§ Stated exercise
Rewrite every line of the records below as a numbered list. Leave out blank lines and the pictures.

- - - -

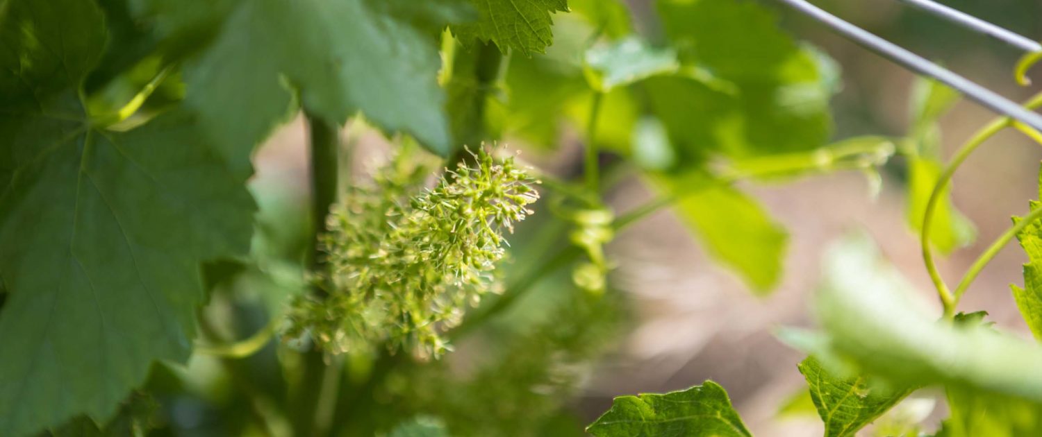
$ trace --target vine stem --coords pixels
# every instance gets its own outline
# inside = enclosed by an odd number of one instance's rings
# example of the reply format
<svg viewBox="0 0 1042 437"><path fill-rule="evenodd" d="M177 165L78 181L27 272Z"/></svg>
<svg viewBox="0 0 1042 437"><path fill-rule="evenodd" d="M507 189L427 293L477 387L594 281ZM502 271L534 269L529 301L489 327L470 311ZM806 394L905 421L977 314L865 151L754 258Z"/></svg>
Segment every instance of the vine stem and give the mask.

- - - -

§ Answer for this exercise
1. $ trace --target vine stem --coords pixels
2. # every instance gets its own outline
3. # inside = enclosed by an odd number of one instance's rings
4. # example of the reply format
5. <svg viewBox="0 0 1042 437"><path fill-rule="evenodd" d="M177 165L78 181L27 272Z"/></svg>
6. <svg viewBox="0 0 1042 437"><path fill-rule="evenodd" d="M507 189L427 293L477 387L594 281ZM502 271L534 269L529 301L489 327L470 311ZM806 394L905 421L977 314L865 151L754 258Z"/></svg>
7. Segment every instance of the vine stem and give the mask.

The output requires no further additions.